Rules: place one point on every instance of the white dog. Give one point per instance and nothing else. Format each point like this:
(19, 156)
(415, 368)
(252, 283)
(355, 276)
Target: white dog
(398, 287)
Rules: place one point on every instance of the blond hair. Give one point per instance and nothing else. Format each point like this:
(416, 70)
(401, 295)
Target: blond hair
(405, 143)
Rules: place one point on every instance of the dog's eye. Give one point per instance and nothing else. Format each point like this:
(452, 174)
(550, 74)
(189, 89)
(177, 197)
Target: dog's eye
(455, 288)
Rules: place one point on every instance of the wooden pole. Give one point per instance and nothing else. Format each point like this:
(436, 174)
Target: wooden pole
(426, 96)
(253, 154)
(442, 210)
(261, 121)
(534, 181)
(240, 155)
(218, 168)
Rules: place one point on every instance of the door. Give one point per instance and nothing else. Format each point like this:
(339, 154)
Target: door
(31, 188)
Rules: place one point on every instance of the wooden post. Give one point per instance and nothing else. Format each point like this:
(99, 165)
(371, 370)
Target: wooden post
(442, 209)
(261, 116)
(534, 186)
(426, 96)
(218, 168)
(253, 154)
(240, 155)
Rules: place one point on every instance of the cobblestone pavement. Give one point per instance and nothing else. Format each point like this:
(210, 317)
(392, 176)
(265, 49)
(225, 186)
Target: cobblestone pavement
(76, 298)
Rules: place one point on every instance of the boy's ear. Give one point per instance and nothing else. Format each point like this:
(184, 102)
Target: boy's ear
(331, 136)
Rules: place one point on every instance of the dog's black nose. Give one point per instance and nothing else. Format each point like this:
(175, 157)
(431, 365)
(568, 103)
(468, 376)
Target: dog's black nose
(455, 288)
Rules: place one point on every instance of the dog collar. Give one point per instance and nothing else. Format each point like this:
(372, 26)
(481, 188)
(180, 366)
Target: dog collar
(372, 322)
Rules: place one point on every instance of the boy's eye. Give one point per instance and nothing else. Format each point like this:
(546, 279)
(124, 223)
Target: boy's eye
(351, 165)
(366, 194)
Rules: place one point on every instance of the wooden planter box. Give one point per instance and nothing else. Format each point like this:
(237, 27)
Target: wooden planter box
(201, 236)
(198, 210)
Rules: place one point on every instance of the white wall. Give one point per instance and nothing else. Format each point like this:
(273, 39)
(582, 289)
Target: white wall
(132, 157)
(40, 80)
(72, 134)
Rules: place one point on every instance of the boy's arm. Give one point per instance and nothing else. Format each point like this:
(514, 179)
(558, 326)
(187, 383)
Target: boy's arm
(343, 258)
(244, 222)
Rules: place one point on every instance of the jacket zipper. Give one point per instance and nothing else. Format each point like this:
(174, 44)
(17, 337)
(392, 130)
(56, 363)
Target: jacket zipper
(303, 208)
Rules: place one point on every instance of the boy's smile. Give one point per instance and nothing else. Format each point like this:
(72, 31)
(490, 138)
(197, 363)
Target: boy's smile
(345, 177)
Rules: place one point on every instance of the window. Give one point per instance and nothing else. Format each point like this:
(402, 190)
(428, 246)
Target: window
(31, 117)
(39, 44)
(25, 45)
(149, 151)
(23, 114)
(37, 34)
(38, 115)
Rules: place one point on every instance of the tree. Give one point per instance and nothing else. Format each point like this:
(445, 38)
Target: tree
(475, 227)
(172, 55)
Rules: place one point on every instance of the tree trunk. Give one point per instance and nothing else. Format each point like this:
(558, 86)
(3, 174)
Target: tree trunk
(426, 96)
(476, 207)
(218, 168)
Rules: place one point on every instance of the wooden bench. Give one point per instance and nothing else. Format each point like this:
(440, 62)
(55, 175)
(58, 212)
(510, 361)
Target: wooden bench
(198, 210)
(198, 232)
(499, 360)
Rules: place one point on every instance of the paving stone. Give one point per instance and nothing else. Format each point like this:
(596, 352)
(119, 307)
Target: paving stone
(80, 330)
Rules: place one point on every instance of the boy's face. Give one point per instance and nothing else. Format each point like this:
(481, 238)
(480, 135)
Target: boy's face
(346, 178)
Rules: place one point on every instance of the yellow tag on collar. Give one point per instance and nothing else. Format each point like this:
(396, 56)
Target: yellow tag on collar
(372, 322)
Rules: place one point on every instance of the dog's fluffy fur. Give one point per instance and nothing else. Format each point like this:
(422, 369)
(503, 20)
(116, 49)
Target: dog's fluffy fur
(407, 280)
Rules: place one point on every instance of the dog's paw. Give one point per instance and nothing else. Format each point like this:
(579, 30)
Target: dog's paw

## Work instruction
Return the records above verbatim, in their entirety.

## Exercise result
Rules: place one point on every instance of the white dog. Give one point per instance and nothing else. Format each point like this:
(19, 156)
(415, 368)
(252, 283)
(355, 276)
Target: white dog
(398, 287)
Rules: place one point on every instance of the blond hair. Give one point per instance and nothing else. Format each point like this:
(416, 70)
(401, 295)
Target: blond hair
(405, 143)
Rules: place one point on every instance of the dog's eye. Give one point per instance and nothing else. Format each point like this:
(452, 174)
(550, 74)
(189, 89)
(177, 197)
Target: dog's eye
(455, 288)
Rules: place one point on every instance of the wooden pole. Give one point per instance and nothing else. Format each point like this:
(436, 174)
Target: wooden pole
(426, 96)
(253, 154)
(442, 210)
(261, 121)
(534, 181)
(240, 155)
(218, 168)
Rules: place one point on every instance of the door. Give one point per instance and nothing else. Format each point like this:
(339, 154)
Target: door
(31, 188)
Rules: place one point on every instance of the wooden post. Give one point per instance and nothing else. Format each point like this:
(99, 165)
(371, 370)
Target: wooden post
(442, 209)
(261, 116)
(534, 186)
(426, 96)
(218, 168)
(253, 154)
(240, 155)
Rules: place one point on every instance of the cobblestone pavement. Give one point per instance and nothing else. Format each point like this:
(210, 317)
(392, 176)
(265, 49)
(225, 186)
Target: cobblestone pavement
(76, 298)
Rules: place one point on every instance of the boy's ear. Give one point per instance and nothing else. Format each point like this:
(184, 102)
Target: boy's ear
(331, 136)
Rules: place one point on every instance of the dog's black nose. Give one point per instance and nothing else. Format each point like this:
(175, 157)
(431, 365)
(568, 103)
(468, 376)
Target: dog's black nose
(455, 288)
Rules: place one point on every instance of the dog collar. Give one point per instance and nothing else. Format each point like this:
(372, 26)
(481, 188)
(180, 366)
Target: dog collar
(372, 322)
Rules: place one point on every instance of the boy's eye. Give one point per instance and nothing else. Format each point like this:
(546, 279)
(124, 223)
Target: boy's eye
(351, 165)
(366, 194)
Rules: place one point on every instance of the wooden planter box. Give one point per instance and nothing else. Format each point like this:
(237, 27)
Target: wooden planter box
(201, 236)
(198, 210)
Rules: place one point on every instance of the white wall. Give one point per instance and nothing else. Format each point like this:
(273, 39)
(582, 289)
Target: white wall
(132, 157)
(40, 80)
(72, 134)
Rules: place one point on every instance of the boy's arm. Give one point per instance and nothing else. Format each point like this:
(514, 179)
(558, 326)
(187, 383)
Target: boy's arm
(343, 258)
(244, 222)
Rules: place one point on every instance of the jacket zipper. Give one point per instance and nothing else. Format each point like this:
(174, 44)
(17, 337)
(392, 130)
(56, 363)
Target: jacket zipper
(303, 208)
Rules: place one point on every instance of the boy's smile. Give one point per instance and nothing else. Format each point like this:
(72, 31)
(490, 138)
(197, 363)
Target: boy's smile
(345, 177)
Rules: place one point on every instance of the window. Give one point per instance and nothing else. Format each point like this:
(402, 190)
(428, 246)
Target: window
(31, 117)
(39, 44)
(25, 45)
(149, 151)
(23, 114)
(37, 34)
(38, 115)
Rules: place one point on every instance of the tree. Give one point per instance and nothing else. Format each point like this:
(445, 38)
Target: tree
(475, 227)
(172, 55)
Rules: place one point on every instance of the tree trunk. Give one point per instance and nothing else. Format each point like this:
(558, 86)
(3, 174)
Target: tree trunk
(426, 96)
(476, 207)
(218, 168)
Rules: place one point on every instance of the wooden bench. Give one point per instance and nothing else. Format each point like this:
(440, 62)
(55, 175)
(58, 212)
(510, 361)
Target: wooden bench
(198, 210)
(198, 232)
(499, 360)
Rules: place one point on every instance of the paving stone. Give one point per instance and nothing else. Format each point like this:
(596, 352)
(119, 307)
Target: paving stone
(80, 330)
Rules: place one point on every instance of the boy's face. Give one point per instance and nothing else. Format each point like this:
(481, 238)
(480, 135)
Target: boy's face
(346, 178)
Rules: place one point on every instance of the yellow tag on collar. Give one point per instance and nothing else. Format each point like this:
(396, 56)
Target: yellow tag on collar
(372, 322)
Rules: place one point on every instance of the dog's fluffy fur. Give one point per instance and nothing else. Format each point like this:
(422, 369)
(503, 20)
(116, 49)
Target: dog's fluffy fur
(407, 280)
Rules: place one point on every instance of the dog's paw. Give one point per instance and nothing else. Format each point like this:
(579, 30)
Target: dog's paw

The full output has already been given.